Your task
Swap every "Guideline" for "Instruction" in the records below and write them out again with nothing else changed. Omit the pictures.

Data lines
....................

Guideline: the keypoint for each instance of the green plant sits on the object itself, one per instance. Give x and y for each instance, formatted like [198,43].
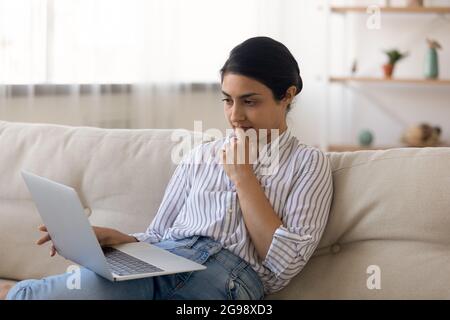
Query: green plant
[394,56]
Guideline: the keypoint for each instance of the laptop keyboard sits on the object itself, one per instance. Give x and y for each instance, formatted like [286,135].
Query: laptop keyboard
[123,264]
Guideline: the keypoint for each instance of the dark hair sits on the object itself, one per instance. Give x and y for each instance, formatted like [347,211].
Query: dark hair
[267,61]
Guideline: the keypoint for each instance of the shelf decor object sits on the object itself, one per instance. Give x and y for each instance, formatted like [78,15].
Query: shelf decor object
[431,60]
[394,56]
[414,3]
[387,9]
[391,80]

....................

Written response
Instruction: the keypoint for each instance of the green plant sits on the object itself, one per instance. Give x and y for each instance, formatted like [198,43].
Query: green plant
[394,56]
Instruction: the keypoint for each instance of the laptop keyboard sits on the object itself, one per instance. Give x and y for each instance, formatted like [286,135].
Query: laptop keyboard
[123,264]
Instruction: the keypoint for each instance of the dark hair sits on the object itself, one per instance. Give x and y for each instance, formatted like [347,211].
Query: dark hair
[267,61]
Instruction: the keypoint for each instance of the shelf decor object sits on the object itself, one per instance. Give x and y for each instance, formatted like [78,15].
Query: shelf decor object
[431,60]
[394,56]
[414,3]
[387,9]
[391,80]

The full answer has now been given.